Exercise description: Extend the write-up on movie recommendation systems below, picking up directly after its final sentence.
____ Excerpted passage
# Movie Recommendation System

## Introduction
In this modern world recommendation systems are everywhere, whether you shop online on Amazon or watch a movie on Netflix or read an article on Medium. Recommendation systems are constantly working to bring up the items that a user is most likely to like. Simply put, recommendation system is a program that predicts the rating of a user towards/for an item.  

Recommending a movie to a user is a challenging task as there is a lot more information available about the movie like the genre, actors, language etc. as well as user behaviour patterns and clicks for example whether user watched the trailer, clicked on the movie as well as ratings user gave to that movie.   

## Recommendation System Techniques
### I Content Based Filtering
It is a technique where the recommendation is based on the data about the item. The algorithm recommends the items that are similar in characteristic to the items user liked in the past. For example, if the user like Spider man 1 movie then this recommendation system recommends Spider man 2 as it has the same genre and star cast.
________
____ Entries provided
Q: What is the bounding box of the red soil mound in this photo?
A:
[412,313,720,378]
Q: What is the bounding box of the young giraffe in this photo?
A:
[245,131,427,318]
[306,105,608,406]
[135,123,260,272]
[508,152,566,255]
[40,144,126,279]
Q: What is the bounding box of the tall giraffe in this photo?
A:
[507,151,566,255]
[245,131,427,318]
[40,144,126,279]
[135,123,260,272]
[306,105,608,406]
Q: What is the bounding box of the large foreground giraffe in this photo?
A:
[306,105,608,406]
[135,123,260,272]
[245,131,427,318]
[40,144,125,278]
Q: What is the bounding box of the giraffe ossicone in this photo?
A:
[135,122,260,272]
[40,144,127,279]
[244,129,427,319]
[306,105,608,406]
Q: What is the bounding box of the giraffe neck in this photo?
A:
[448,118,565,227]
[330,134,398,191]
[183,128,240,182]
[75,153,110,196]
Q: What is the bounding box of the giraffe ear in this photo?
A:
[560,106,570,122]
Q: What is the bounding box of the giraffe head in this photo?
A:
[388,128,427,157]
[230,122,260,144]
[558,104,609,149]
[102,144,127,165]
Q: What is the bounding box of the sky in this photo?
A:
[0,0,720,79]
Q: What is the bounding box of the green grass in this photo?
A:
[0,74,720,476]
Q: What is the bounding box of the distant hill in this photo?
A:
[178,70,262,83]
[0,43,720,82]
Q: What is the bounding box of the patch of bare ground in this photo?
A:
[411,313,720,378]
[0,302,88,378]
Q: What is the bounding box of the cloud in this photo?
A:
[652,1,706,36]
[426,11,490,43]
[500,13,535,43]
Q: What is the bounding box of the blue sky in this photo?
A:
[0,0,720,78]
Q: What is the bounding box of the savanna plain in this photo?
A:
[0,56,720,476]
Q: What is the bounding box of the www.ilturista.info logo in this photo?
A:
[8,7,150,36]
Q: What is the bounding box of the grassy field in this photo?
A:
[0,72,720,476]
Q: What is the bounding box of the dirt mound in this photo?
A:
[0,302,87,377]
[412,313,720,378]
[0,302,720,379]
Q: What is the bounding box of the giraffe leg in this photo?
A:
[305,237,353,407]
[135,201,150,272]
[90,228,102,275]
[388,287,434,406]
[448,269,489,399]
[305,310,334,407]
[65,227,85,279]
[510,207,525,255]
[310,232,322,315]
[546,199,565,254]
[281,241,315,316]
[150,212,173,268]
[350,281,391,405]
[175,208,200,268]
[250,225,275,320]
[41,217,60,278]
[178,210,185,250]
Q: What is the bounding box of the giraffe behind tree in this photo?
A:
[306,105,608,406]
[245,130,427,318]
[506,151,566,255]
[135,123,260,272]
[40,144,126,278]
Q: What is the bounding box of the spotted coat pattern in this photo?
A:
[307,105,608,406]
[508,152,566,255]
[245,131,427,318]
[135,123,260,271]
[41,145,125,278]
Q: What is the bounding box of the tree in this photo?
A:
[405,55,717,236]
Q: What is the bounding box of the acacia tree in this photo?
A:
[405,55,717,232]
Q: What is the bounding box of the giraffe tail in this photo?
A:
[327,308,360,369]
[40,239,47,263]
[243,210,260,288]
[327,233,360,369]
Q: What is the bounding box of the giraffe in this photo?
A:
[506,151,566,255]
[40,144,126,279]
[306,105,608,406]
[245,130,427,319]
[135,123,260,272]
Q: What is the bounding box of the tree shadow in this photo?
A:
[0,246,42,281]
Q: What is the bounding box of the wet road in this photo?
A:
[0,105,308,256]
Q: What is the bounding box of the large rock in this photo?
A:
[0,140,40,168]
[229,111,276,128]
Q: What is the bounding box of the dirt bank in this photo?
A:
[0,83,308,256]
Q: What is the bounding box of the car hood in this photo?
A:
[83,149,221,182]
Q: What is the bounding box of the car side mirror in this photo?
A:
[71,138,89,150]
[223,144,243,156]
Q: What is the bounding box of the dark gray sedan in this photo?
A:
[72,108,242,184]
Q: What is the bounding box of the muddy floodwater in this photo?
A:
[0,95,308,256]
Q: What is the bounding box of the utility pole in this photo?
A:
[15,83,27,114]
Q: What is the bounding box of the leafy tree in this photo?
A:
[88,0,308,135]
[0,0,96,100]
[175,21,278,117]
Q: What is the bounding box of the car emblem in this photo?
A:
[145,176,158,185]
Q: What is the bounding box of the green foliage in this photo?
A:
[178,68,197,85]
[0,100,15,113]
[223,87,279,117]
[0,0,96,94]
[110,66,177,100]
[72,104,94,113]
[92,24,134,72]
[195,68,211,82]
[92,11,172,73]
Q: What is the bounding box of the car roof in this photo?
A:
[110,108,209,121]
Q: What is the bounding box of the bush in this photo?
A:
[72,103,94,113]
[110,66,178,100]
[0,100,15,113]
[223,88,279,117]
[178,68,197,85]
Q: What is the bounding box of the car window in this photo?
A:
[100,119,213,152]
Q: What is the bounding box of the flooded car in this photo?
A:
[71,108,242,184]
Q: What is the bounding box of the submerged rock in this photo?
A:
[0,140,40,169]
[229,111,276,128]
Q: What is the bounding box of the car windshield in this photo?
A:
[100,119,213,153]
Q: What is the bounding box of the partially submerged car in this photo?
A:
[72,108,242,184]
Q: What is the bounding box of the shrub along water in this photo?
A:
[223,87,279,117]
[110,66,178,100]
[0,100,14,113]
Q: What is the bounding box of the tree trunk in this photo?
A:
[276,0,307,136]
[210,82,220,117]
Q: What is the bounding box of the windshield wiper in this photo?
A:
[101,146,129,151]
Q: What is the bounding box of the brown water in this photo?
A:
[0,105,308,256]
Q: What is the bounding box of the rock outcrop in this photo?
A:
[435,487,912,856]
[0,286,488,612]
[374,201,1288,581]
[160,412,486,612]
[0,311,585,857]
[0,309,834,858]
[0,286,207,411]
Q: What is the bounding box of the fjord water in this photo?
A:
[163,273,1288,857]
________
Result for this task:
### II Collaborative Filtering
It is an approach where recommendation is based on user's behaviour and comparing and contrasting it with other users behaviour. The history of all users plays an important role in this technique. The algorithm works by searching a large group of users data and finding a small number of users whose choice matches well with the particular user. **Collaborative Filtering** is the most popular recommendation techniques used by Amazon, Netflix and YouTube 

There are 2 types of collaborative filtering 
#### a. User-based  Collaborative Filtering
The basic concept here is to find other users that have similar preference pattern for the user say A and then recommending user A items that other similar users liked but its not viewed by user A. This is done by creating a matrix of items user has rated/clicked/liked and then generating similarity score between users and then recommending items  
For example, if user A liked Batman Begins, Justice League and Thor and user B likes Batman Begins, Justice League and Avengers then they have similar interests. We can then recommend Thor to user B and Avengers to user A.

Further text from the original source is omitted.